▶ _Source_:
####################

Collaboration. How’s it working for you?
Is it a fantastic work paradigm and cultural shift or a management buzzword? It promises much in a space of fast paced change, pressures for decision-making in complexity and demand for new solutions.
Fantastic. Go get some “collaborating”.
All good.
How do you do that? Have a meeting? A workshop? Go for a coffee? A retreat?
To collaborate effectively means serious attention to the business of how we relate with each other. It’s about communication, sure, for common goals and purpose – but not just communicating.
Fundamentally, it is about how we relate to each other on the things that matter.
If you don’t have that foundation set well, don’t be surprised if you run into blocks.
Collaboration requires actually dealing with the messy reality of conflict, internal competing, misunderstandings, disconnect with leadership, localised apathy and also aggression.
Dealing with the un-discussables.
Collaboration relies on a culture that supports diverse input and truth-telling.
It’s about trust and cultures that support relating well together, respectfully at all levels, in the real experience of people. Not just rhetorically and not just for a powerful few.
This is work. Serious work.
It needs modelled and supported steps to personal awareness. It needs a context that allows challenge, safety for experimentation – the possibility of failure.
And it needs governance and accountability. Someone has to turn up and do things. We need to measure what’s going on. Decisions do need to be made and consequences recognised.
There needs to be safe space to permit people to speak up, without blame shifting or credit stealing.
There has to be freedom and skill to raise observations, concerns and perceptions of bad behaviour and non-performance, where-ever that presents. And to forgive, to learn; to see things fresh.
And to do this without eroding trust. Or being sacked. Or worse, professionally isolated.
Collaboration is a big challenge.
You will know when it isn’t working.
When they ask questions or make observations and get smacked down as a black-hat, trouble-maker, negative time-waster, non-team player? Disagreement is risky. Don’t bother.
When they do things differently and well but run into mysterious obstruction? Rumours start. Resources are blocked. They’re the crazy one, right. Unhinged?

####################

Stored items from a collection

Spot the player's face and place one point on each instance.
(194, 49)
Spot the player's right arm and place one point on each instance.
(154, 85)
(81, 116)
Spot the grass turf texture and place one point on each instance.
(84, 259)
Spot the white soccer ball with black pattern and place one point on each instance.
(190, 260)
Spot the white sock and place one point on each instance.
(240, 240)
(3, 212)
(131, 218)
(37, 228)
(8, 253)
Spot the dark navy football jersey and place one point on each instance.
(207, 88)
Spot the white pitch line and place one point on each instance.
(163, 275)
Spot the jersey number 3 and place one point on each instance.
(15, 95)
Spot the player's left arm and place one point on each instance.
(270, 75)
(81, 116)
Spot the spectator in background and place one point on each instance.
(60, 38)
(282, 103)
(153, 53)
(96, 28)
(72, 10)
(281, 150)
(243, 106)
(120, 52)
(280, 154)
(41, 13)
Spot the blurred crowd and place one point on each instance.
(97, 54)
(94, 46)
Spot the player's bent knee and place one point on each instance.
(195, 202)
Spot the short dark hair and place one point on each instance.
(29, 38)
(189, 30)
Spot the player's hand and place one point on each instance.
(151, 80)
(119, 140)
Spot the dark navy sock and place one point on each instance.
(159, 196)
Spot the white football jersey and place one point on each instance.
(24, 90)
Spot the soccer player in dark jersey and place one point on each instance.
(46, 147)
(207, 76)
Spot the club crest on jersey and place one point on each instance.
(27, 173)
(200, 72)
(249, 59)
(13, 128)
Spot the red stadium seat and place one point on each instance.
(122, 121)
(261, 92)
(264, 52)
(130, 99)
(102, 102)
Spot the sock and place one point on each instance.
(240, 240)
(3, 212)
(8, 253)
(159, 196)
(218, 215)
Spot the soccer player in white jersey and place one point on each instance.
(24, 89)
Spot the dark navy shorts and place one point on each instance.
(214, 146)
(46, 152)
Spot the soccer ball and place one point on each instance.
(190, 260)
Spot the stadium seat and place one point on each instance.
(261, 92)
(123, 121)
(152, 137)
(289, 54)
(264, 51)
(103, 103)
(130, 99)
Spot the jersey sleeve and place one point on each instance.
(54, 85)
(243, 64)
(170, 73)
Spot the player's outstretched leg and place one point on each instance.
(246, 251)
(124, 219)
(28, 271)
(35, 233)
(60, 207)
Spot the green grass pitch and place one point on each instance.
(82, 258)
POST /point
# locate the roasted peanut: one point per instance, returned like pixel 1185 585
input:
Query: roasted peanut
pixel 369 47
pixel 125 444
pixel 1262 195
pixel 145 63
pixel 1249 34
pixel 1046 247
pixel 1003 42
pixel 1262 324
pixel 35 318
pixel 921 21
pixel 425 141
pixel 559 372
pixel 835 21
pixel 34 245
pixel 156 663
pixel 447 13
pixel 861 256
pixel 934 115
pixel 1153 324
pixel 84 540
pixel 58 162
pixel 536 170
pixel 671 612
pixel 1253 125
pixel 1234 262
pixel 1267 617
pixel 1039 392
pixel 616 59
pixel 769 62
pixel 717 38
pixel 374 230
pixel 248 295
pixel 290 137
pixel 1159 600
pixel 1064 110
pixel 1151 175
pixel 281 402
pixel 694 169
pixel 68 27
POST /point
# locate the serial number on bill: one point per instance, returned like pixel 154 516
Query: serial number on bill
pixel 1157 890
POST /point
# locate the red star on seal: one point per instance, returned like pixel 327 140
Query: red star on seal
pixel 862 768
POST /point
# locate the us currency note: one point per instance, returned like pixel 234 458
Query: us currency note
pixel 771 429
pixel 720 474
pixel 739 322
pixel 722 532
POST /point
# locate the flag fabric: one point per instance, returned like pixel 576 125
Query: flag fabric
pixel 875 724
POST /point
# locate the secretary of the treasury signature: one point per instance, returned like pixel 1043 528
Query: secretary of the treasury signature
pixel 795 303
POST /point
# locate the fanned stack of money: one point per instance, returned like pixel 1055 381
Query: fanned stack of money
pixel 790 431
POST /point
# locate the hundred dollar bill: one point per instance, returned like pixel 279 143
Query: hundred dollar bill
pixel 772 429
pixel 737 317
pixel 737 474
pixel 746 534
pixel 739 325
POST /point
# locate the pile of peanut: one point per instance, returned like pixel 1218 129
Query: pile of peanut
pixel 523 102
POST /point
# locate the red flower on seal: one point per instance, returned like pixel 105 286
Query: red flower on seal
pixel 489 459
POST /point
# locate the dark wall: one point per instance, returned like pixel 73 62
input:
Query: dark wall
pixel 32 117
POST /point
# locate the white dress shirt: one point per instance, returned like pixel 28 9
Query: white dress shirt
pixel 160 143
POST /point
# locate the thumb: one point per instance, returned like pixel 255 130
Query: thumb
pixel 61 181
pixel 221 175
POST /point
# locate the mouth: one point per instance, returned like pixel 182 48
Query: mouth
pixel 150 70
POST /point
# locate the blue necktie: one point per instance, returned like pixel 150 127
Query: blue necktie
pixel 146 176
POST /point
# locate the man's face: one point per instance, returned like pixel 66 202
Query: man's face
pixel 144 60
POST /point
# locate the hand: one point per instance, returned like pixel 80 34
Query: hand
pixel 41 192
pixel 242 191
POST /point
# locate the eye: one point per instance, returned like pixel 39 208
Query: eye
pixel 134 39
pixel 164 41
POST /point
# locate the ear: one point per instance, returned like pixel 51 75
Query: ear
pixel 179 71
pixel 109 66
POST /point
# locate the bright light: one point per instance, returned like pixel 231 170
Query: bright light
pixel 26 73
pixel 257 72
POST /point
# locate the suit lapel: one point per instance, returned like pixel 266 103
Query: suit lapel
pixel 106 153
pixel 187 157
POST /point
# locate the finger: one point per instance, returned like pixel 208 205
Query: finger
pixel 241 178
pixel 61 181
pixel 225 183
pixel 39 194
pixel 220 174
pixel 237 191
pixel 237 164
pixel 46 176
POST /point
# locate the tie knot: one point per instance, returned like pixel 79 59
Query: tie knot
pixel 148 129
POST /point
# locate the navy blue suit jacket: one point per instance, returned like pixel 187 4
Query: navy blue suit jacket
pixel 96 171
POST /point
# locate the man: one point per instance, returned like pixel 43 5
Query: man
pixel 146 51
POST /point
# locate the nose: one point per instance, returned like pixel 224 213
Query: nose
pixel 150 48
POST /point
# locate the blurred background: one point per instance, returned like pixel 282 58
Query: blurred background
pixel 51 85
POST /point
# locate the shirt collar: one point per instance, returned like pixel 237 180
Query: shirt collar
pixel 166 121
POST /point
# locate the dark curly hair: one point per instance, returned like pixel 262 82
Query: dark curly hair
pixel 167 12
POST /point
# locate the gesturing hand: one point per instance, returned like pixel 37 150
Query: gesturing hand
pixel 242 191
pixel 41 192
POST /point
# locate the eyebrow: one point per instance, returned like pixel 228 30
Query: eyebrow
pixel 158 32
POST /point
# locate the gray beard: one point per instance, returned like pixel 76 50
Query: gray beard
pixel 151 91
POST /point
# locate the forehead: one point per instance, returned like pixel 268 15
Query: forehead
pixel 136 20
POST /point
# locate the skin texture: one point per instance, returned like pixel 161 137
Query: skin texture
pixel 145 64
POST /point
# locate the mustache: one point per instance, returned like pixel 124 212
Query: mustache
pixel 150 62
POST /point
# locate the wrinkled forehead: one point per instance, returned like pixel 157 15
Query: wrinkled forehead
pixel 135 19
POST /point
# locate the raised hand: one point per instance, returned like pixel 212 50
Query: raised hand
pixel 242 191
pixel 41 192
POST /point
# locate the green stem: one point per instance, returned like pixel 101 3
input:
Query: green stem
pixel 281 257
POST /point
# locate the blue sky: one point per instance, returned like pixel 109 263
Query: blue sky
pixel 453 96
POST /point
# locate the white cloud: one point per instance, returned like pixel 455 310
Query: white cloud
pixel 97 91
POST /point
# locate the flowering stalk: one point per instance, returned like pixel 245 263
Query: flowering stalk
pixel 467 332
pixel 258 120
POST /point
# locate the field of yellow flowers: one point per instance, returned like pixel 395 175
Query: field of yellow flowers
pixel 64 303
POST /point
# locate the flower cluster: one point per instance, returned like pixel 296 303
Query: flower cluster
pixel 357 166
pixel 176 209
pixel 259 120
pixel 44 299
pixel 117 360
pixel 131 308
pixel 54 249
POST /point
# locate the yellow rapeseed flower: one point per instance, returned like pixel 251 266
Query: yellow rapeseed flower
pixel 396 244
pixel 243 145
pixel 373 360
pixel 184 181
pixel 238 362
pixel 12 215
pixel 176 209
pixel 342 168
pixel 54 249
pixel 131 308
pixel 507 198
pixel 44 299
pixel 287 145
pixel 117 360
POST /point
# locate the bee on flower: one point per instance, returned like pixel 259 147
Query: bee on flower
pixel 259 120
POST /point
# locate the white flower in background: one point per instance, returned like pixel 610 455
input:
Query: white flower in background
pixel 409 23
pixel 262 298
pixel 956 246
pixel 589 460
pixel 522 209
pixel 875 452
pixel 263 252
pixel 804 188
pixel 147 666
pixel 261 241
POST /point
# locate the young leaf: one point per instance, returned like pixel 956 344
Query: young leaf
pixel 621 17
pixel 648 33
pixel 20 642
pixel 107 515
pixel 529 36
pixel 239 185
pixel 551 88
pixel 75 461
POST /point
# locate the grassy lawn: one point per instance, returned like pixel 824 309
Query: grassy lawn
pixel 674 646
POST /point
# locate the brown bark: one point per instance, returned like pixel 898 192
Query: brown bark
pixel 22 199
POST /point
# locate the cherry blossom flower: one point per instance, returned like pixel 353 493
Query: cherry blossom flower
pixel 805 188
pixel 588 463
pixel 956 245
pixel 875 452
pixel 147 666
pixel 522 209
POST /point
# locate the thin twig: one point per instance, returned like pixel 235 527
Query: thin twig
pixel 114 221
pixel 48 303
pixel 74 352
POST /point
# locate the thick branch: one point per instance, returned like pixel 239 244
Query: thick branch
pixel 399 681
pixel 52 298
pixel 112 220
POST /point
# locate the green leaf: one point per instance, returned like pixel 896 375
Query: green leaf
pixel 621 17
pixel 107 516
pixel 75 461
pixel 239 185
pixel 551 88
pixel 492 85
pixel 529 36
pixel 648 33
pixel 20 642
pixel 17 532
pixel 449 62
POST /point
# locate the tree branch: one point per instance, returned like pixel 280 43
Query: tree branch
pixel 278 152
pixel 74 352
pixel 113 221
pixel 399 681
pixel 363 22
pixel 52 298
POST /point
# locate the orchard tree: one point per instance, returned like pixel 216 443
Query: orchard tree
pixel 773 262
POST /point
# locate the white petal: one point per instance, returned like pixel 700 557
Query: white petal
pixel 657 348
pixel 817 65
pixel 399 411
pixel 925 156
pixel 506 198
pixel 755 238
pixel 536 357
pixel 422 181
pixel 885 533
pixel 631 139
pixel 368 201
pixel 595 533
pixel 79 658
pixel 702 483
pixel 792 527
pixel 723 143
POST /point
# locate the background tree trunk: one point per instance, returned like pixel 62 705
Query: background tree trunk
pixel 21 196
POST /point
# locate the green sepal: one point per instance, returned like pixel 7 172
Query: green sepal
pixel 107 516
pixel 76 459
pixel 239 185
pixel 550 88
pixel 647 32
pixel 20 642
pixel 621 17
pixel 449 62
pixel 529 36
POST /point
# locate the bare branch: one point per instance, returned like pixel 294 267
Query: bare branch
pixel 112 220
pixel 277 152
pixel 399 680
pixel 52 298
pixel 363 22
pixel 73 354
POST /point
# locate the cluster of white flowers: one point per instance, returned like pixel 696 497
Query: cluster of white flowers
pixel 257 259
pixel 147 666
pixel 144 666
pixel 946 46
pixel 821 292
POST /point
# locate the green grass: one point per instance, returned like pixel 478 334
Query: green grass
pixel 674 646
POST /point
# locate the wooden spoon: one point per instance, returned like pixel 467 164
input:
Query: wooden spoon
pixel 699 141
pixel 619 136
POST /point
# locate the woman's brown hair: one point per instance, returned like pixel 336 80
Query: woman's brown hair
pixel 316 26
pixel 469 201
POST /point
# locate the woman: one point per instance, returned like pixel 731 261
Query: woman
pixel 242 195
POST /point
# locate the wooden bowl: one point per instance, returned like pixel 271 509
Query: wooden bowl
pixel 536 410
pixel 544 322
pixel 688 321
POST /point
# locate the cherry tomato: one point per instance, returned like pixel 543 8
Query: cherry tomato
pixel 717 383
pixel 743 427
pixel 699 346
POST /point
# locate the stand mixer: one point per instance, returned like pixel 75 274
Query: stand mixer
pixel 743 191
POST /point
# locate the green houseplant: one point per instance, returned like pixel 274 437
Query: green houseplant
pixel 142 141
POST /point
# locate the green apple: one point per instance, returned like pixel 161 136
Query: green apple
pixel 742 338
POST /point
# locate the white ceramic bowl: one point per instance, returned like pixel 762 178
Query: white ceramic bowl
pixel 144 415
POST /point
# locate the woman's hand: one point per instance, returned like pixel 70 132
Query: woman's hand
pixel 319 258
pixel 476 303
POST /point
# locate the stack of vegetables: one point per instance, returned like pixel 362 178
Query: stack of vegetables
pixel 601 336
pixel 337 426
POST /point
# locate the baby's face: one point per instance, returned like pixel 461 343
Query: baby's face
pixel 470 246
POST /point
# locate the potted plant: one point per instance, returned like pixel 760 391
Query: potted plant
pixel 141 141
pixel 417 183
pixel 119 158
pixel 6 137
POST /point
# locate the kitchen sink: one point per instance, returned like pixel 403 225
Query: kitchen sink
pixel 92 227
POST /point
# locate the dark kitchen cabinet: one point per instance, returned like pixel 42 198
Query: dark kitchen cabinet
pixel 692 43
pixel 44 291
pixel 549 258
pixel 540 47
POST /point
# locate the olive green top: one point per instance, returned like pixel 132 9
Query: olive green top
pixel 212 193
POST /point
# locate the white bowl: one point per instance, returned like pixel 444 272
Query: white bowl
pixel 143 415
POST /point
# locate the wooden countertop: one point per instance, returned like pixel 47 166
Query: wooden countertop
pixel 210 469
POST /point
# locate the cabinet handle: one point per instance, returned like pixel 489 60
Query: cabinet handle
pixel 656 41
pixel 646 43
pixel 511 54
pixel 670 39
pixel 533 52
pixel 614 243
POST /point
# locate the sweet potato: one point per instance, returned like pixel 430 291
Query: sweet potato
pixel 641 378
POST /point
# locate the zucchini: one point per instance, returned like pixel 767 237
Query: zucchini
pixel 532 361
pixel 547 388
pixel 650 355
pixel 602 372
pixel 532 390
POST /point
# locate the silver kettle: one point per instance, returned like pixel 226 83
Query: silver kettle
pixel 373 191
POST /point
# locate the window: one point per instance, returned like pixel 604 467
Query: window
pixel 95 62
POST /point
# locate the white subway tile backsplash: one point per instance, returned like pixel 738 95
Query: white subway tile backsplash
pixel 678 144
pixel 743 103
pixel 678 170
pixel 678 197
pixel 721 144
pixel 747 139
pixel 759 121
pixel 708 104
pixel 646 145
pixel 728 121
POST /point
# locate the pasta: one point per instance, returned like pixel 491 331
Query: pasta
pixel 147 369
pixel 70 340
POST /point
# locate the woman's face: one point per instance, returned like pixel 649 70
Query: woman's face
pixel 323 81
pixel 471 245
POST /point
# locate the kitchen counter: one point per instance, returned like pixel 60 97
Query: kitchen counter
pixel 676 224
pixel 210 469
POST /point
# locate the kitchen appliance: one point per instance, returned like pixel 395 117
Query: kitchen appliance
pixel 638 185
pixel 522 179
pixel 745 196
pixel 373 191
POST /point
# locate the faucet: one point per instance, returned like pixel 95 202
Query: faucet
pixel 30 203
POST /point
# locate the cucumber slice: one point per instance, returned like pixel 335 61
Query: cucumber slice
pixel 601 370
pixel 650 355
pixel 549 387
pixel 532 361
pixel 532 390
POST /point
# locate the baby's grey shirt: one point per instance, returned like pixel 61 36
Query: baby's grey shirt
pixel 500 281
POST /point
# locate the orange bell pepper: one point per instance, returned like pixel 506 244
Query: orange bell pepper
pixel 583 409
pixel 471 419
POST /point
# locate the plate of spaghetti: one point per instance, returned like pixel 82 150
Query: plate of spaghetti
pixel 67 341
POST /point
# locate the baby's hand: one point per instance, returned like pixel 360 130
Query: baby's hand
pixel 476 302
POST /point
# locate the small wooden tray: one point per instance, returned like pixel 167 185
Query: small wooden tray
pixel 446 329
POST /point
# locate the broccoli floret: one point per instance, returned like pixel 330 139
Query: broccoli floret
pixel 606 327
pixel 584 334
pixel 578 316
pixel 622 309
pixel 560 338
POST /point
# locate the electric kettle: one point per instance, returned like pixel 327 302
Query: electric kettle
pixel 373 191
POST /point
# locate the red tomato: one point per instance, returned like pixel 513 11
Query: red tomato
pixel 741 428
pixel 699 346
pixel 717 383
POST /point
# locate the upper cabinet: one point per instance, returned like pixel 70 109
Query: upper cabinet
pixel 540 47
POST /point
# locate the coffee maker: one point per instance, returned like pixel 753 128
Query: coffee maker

####################

▶ _Set problem A_: Return each line of the records that contains the word "wooden".
▶ _Set problem B_: Extend the piece on collaboration at work, picking up right after its final sentence.

▶ _Answer A_:
# locate the wooden spoon: one point per instance, returned like pixel 467 164
Query: wooden spoon
# locate the wooden bowl: one point per instance, returned like pixel 271 509
Query: wooden bowl
# locate the wooden countertop: one point per instance, returned like pixel 47 166
Query: wooden countertop
# locate the small wooden tray: one point per instance, returned like pixel 167 185
Query: small wooden tray

▶ _Answer B_:
Collective intelligence relies on trust and permission to challenge. It means creating a safe working space and decision-making culture for making things go forward – really.
Are you going through the motions of collaboration or do you want it to be real?
It’s not just Have-A-Chat.
Collaboration is about looking strategically at resources, needs, gaps and possibilities through the power of our relating for common purpose. Action to experiment. When it’s real, it’s mighty.
Collaboration is about dealing with what is really happening in the experience of those in the system. Diverse experience. It’s about what is supporting the things that are helpful and calling out what is not helpful. One solution is not going to be The Solution – we need nuance.
There will be experimenting with ideas and possibilities that are challenging and that may not work the first time, or at all. That may be confronting to the existing norms – in fact, certainly will be if you are genuinely looking for new ways. If it was easy already, it would not be an issue.
If it could be done with the existing thinking – we’d not need a new approach.
Collaboration relies on a safe space to be real, to tell truth to power and to each other. To get to the source of things, the heart of trouble, the essence of creativity.
That relies on skill in how this is done, going gently, because we don’t want to be completely stupid, with accountability and willingness.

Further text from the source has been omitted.